_The problem_
I need all of the entries printed exactly.
::: Supplied records :::
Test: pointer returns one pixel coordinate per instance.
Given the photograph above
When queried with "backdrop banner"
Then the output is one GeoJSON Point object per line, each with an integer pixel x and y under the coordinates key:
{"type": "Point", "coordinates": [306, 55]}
:::
_Solution to the exercise_
Test: pointer returns one pixel coordinate per instance.
Given the photograph above
When queried with "backdrop banner"
Then the output is one GeoJSON Point object per line, each with an integer pixel x and y under the coordinates key:
{"type": "Point", "coordinates": [306, 55]}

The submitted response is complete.